begin Document extract

Posts Tagged ‘python’
My First Non-Trivial Groovy App
I am about to finish my first non-trivial application written in Groovy (a medium-sized suite of administrative scripts), and so far I’m pretty happy with the language. I thought I would share some of my notes in case anyone else is considering the language for a similar application.
Development Environment
One nice thing about Groovy is how well it works with a system administrator’s “toolbox” of applications, i.e. a text editor and command shell. The development tools that I specifically used were Vim, the command shell, and ant, and I found the pace of development to be very rapid.
References
Since Groovy is still pretty new for me, I need to read a lot of reference material. Here’s the resources that provided the most value:
- Groovy In Action – From my own experiences and what I’ve read on the groovy-user mailing list, GINA is the best Groovy reference manual available. For me, it answered about 95% of my programming questions, with tons of great examples to boot.

end Document extract
begin Material supplied

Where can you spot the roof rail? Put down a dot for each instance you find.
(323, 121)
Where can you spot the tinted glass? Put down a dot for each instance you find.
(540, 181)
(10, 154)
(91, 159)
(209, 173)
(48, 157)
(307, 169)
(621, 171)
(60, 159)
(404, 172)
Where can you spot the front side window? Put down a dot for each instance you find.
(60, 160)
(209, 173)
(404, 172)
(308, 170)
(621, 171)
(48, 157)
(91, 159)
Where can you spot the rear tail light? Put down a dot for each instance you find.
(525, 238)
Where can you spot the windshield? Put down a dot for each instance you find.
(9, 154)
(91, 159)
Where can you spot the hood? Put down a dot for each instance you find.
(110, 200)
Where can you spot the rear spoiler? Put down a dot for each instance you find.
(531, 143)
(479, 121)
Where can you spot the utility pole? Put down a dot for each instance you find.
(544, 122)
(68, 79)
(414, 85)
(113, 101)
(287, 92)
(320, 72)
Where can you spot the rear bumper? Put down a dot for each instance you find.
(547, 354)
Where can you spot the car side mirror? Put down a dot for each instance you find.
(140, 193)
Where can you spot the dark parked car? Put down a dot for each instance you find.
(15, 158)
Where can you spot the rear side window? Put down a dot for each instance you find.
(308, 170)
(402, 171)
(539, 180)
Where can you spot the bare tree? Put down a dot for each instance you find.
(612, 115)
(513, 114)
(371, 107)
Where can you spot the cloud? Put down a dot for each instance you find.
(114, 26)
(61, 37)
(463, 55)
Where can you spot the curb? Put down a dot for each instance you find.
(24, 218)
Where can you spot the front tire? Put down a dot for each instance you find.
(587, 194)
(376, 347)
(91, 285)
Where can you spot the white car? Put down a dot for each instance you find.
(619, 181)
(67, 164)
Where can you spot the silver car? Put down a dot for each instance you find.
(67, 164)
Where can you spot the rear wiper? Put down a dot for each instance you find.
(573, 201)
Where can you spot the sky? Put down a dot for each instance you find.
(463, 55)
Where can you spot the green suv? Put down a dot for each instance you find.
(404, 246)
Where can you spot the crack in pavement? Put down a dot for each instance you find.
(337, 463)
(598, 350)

end Material supplied

• _What the task requires_: Quote the whole Groovy blog post word for word. Work only from the Groovy blog post; leave the rows out of it.

• _Output of the task_:
Posts Tagged ‘python’
My First Non-Trivial Groovy App
I am about to finish my first non-trivial application written in Groovy (a medium-sized suite of administrative scripts), and so far I’m pretty happy with the language. I thought I would share some of my notes in case anyone else is considering the language for a similar application.
Development Environment
One nice thing about Groovy is how well it works with a system administrator’s “toolbox” of applications, i.e. a text editor and command shell. The development tools that I specifically used were Vim, the command shell, and ant, and I found the pace of development to be very rapid.
References
Since Groovy is still pretty new for me, I need to read a lot of reference material. Here’s the resources that provided the most value:
- Groovy In Action – From my own experiences and what I’ve read on the groovy-user mailing list, GINA is the best Groovy reference manual available. For me, it answered about 95% of my programming questions, with tons of great examples to boot.